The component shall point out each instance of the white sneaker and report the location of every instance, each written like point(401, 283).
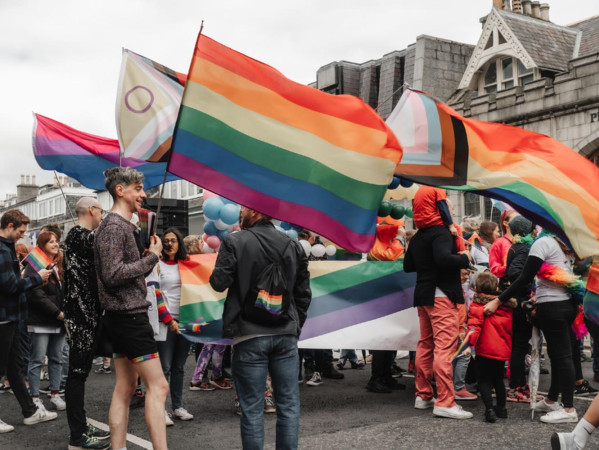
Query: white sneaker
point(58, 403)
point(560, 416)
point(420, 403)
point(41, 415)
point(182, 414)
point(563, 441)
point(454, 412)
point(5, 428)
point(542, 405)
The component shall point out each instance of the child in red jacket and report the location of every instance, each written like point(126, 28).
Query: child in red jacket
point(491, 337)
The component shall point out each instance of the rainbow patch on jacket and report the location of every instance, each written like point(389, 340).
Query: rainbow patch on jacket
point(270, 303)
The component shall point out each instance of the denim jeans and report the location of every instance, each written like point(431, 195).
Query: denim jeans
point(43, 344)
point(173, 353)
point(253, 360)
point(11, 364)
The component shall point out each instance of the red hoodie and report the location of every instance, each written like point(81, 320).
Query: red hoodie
point(492, 336)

+ + + + +

### Work request
Copy out each line of the records that holds the string "instance".

### Written reply
The component shall point out each instance of the white sneaker and report the location of every instance, each written like point(401, 283).
The component shall point out each instance of the child in red jacket and report the location of every instance, each written like point(126, 28).
The component shall point out each instance of the rainbow patch on jacket and report the location of every instance, each written like point(389, 340).
The component shall point out each instance of the denim jeans and report the location of every instance, each written like point(431, 195).
The component shall point out each instance of the red hoodie and report the location of every instance, each written like point(81, 320).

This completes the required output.